**Aim:**
Give the data again, word for word.

• • • •

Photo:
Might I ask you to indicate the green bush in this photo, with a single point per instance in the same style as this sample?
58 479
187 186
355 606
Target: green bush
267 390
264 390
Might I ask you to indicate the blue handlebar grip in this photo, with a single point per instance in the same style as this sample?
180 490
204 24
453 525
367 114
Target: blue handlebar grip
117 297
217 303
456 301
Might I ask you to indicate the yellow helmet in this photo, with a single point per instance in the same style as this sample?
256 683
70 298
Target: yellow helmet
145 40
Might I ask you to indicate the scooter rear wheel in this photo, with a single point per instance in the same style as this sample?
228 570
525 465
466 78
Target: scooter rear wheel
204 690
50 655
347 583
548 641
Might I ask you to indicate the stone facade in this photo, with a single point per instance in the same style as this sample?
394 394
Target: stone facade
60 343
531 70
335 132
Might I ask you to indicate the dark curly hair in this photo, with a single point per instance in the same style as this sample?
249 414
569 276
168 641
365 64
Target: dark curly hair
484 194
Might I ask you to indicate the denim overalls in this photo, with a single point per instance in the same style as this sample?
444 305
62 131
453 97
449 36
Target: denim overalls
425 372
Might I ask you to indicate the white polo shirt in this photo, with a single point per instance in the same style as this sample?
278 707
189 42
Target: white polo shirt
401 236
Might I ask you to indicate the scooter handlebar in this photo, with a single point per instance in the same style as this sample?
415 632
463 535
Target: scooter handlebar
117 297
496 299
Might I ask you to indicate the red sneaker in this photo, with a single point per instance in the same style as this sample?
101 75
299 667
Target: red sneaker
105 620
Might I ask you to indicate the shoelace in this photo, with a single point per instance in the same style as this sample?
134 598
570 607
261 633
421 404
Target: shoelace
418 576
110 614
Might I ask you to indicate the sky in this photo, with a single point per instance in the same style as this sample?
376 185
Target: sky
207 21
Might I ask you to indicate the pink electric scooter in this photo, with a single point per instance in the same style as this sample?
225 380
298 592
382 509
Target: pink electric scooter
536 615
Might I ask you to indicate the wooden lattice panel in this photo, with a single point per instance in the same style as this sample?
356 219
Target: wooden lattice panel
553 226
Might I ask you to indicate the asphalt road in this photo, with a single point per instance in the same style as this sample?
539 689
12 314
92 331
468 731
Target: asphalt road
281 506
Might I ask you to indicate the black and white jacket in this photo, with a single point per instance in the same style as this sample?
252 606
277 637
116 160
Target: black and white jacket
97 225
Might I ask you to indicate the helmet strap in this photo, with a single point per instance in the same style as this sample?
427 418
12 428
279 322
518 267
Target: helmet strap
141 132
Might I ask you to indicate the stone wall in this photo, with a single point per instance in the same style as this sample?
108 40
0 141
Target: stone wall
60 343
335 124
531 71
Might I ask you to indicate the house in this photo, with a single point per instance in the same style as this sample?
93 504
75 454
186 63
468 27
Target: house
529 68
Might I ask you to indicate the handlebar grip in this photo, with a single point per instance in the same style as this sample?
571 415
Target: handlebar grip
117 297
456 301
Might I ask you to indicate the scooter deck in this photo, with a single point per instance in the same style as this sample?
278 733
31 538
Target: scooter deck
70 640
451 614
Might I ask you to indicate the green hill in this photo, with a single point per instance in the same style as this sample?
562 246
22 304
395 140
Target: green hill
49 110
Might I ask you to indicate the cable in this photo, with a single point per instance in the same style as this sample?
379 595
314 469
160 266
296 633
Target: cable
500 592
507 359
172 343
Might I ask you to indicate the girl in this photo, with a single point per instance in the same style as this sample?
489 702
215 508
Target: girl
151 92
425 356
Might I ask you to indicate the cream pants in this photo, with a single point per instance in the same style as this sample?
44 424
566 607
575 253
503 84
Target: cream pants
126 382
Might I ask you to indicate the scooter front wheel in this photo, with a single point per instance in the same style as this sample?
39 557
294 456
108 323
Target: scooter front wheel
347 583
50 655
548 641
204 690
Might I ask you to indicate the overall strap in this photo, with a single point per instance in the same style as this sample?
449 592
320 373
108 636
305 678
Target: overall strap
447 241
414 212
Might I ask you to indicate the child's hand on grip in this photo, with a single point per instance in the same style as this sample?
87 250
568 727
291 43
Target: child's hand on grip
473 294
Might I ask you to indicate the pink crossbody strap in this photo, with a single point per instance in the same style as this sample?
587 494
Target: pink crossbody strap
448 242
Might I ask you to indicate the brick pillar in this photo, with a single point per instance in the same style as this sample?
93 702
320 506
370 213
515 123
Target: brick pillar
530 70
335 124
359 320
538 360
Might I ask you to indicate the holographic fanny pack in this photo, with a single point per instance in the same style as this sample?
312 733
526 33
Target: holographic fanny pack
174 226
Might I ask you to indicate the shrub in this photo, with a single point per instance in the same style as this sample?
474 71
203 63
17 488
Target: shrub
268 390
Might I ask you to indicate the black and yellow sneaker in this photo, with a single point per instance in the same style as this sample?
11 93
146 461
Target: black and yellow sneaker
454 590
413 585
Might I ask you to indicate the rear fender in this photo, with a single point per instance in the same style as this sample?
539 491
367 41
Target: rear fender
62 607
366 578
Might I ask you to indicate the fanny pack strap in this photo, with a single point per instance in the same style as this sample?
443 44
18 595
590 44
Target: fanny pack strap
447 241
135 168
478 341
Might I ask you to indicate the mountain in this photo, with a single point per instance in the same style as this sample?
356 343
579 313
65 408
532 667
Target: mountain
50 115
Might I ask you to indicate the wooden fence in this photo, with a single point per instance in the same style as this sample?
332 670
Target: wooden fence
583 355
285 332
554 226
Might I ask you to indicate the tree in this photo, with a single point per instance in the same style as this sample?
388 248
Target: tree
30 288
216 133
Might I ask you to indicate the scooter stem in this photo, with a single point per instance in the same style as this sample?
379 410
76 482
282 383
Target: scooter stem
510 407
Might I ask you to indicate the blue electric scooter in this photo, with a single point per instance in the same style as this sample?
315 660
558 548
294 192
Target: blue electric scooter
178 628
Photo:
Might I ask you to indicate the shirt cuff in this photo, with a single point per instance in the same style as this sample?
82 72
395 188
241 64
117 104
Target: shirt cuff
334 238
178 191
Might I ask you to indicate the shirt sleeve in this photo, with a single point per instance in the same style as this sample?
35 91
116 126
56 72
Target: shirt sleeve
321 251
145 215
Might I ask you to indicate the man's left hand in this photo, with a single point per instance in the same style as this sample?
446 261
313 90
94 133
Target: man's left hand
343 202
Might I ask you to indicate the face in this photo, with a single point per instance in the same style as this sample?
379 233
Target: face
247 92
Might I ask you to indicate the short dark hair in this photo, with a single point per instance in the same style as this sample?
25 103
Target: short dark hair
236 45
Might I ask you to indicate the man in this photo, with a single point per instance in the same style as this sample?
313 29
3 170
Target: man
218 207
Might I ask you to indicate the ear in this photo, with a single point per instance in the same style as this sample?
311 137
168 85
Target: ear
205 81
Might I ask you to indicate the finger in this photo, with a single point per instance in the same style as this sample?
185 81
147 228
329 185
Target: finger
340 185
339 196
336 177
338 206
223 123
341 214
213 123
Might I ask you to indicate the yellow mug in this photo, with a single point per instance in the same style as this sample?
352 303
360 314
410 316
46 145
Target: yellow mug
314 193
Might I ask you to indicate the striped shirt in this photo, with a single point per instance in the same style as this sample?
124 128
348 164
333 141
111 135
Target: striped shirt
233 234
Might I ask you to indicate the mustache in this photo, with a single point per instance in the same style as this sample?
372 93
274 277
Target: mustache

• • • •

**Full response:**
Photo:
Might I ask you to indicate the green bush in this photo, with a single point per instance in the same style as this sample?
58 479
187 186
355 606
Target: green bush
267 390
264 390
Might I ask you to indicate the blue handlebar grip in this photo, with a single point per instance in the same style as this sample?
180 490
204 24
453 525
367 114
Target: blue handlebar grip
117 297
217 303
456 301
Might I ask you to indicate the yellow helmet in this photo, with a single point per instance in the same style as this sample?
256 683
70 298
Target: yellow helmet
145 40
Might I ask you to indicate the scooter rear wheel in this photo, with a single point per instance in the same style as this sample?
228 570
525 465
466 78
Target: scooter rear wheel
204 690
50 655
347 583
548 641
Might I ask you to indicate the stone facade in this photo, with a single point per instance in the same style as this sample?
394 394
Target: stone facade
60 343
531 70
335 132
Might I ask you to indicate the dark curly hair in this photo, with a single point per instance in the same style as this sample?
249 414
569 276
168 641
365 64
Target: dark curly hair
484 194
Might I ask you to indicate the denim overalls in this photo, with a single point per instance in the same style as this sample?
444 305
62 131
453 97
449 36
Target: denim overalls
425 372
Might I ask you to indicate the white polo shirt in this photo, with a single point per instance in the same style as this sample?
278 707
189 42
Target: white polo shirt
401 236
Might I ask you to indicate the scooter handlebar in this photo, with a single point per instance in the same style as this sample?
415 632
463 535
Target: scooter handlebar
117 297
496 299
Might I ask you to indicate the red sneaker in this photo, with a single point per instance in the same style as this sample?
101 75
299 667
Target: red sneaker
105 620
Might I ask you to indicate the shoelace in this photo, with a single point per instance in the same style as this sample?
134 598
570 607
261 633
421 404
Target: shoelace
418 576
110 614
Might I ask you to indicate the sky in this photo, with a single point per instance in the same style as this sample?
376 185
Target: sky
207 21
Might I ask you to indicate the pink electric scooter in this photo, with a single point per instance in the same style as this sample?
225 380
298 592
382 509
Target: pink electric scooter
536 615
Might I ask you to indicate the wooden lattice panel in this photo, with a single point per instance in the same style as this sample?
356 219
Target: wooden lattice panel
553 226
Might I ask you to indicate the asphalt road in this photo, with a single point per instance in the same style as this sample?
539 689
12 314
92 331
468 731
Target: asphalt road
281 506
Might I ask you to indicate the black and white jacket in this photo, with a single point per instance in the same style as this sample?
252 606
277 637
116 160
Target: black and white jacket
97 225
Might I ask you to indicate the helmet strap in this photo, with a single point per instance in the same style as this sample?
427 418
12 428
279 322
518 267
Target: helmet strap
141 132
Might I ask you to indicate the stone wall in this photo, with a single point per instance in the same style as this sample?
108 40
0 141
Target: stone wall
60 343
335 124
531 71
Might I ask you to indicate the house in this photo, with a single point per instance in the same style as this sample?
93 504
75 454
186 63
468 27
Target: house
529 68
Might I ask you to indicate the handlebar grip in this photo, with a single point per instance in the same style as this sample?
571 415
Target: handlebar grip
117 297
456 301
Might I ask you to indicate the scooter deck in this photo, with a single point per instance in the same style as this sample?
278 733
31 538
Target: scooter deck
70 640
451 614
Might I ask you to indicate the green hill in this photo, with a single point per instance in the same style as this sample?
562 246
22 304
395 140
Target: green hill
49 110
Might I ask you to indicate the cable in this photo, with a single point per instance in the same style as this sample?
379 595
314 469
160 266
296 633
Target: cable
500 592
507 359
172 343
Might I ask you to indicate the girl in this photo, with a single point per instance in the same style as this sample?
489 702
215 508
Target: girl
151 92
425 356
Might I ask you to indicate the cream pants in this photo, with a single point per instance in the same style as this sample?
44 424
566 607
575 253
503 84
Target: cream pants
126 382
Might I ask you to indicate the scooter front wheel in this photo, with a single point per instance in the same style as this sample?
39 557
294 456
108 323
Target: scooter front wheel
347 583
50 655
548 641
204 690
Might I ask you to indicate the overall strap in this photo, with a single point per instance in the same style as this sample?
449 592
320 373
108 636
305 678
Target: overall strap
447 241
414 212
Might I ask you to indicate the child's hand on grip in this photo, with a single point per instance in the same style as this sample?
87 250
568 727
291 43
Target: child's hand on grip
473 294
Might I ask you to indicate the pink crossbody strap in this photo, with a single point per instance in the same style as this sample?
587 494
Target: pink crossbody strap
448 242
Might I ask you to indicate the brick pillar in this photo, with a single point per instance in the same style as this sample?
93 702
320 506
370 213
515 123
Target: brick pillar
530 70
335 124
359 320
538 360
Might I ask you to indicate the holographic fanny pack in this photo, with a single point per instance in the same style as this sample?
312 733
526 33
Target: holographic fanny pack
174 226
Might I ask you to indicate the shrub in this photo, with a single point per instance in the same style as this sample?
474 71
203 63
17 488
Target: shrub
268 390
Might I ask you to indicate the black and yellow sneaker in this photo, with a single point per instance in the same style as this sample?
11 93
146 461
Target: black and yellow sneaker
454 590
413 585
Might I ask you to indicate the rear fender in this photo, with a single point per instance in the same style as this sample?
539 491
367 41
Target: rear fender
62 607
366 578
Might I ask you to indicate the fanny pack strap in this photo, with a single point per instance in the same style as this sample?
443 44
18 595
590 44
Target: fanny pack strap
447 241
135 168
478 341
Might I ask you to indicate the mountain in this photo, with a single point per instance in the same style as this sample?
356 343
579 313
65 408
532 667
Target: mountain
50 115
Might I ask you to indicate the wooden fence in this photo, with a single point per instance in the same style as this sample?
332 670
Target: wooden fence
583 355
285 332
554 226
Might I ask you to indicate the tree in this photo, with a single point per instance in the same style as this sample?
388 248
Target: tree
30 288
216 133
Might I ask you to indicate the scooter stem in this photo, with a single point per instance in the same style as this sample?
379 410
76 482
282 383
Target: scooter stem
510 407
Might I ask you to indicate the blue electric scooter in this photo, with a single point per instance in the same style as this sample?
315 660
558 548
294 192
Target: blue electric scooter
178 628
Photo:
Might I ask you to indicate the shirt cuff in this photo, with a single point per instance in the same style as this sample?
82 72
395 188
241 64
117 104
Target: shirt cuff
334 238
178 191
Might I ask you to indicate the shirt sleeve in this photo, with a single point per instance in the same style as this sample?
35 91
116 126
56 72
Target: shirt sleeve
321 251
145 215
Might I ask you to indicate the man's left hand in this photo, with a single point per instance in the same style as this sample?
446 261
313 90
94 133
Target: man's left hand
343 202
Might I ask you to indicate the face in this photo, with a single point per instance in the same style as this sample?
379 233
Target: face
247 92
Might I ask you to indicate the short dark hair in this photo, with a single point per instance in the same style as this sample?
25 103
Target: short dark hair
236 45
Might I ask you to indicate the man in this photo, with a single point per instance in the same style as this sample?
313 29
3 170
Target: man
218 207
Might I ask you to indicate the ear in this photo, with a single point per instance in the same style as this sample?
311 137
168 85
Target: ear
205 81
Might I ask you to indicate the finger in this photo, with a single point per instance in the same style as this sample?
185 81
147 228
329 185
Target: finger
340 185
339 196
336 177
338 206
223 123
341 214
213 123
Might I ask you to indicate the yellow mug in this photo, with a single point per instance in the same style as this sample?
352 303
360 314
410 316
46 145
Target: yellow mug
314 193
Might I ask you to indicate the striped shirt in this photo, with a single point per instance in the same style as this sample?
124 128
348 164
333 141
111 135
Target: striped shirt
233 234
Might I ask you to indicate the mustache in this photo, with a single point per instance in the same style as this sample?
372 93
274 277
Target: mustache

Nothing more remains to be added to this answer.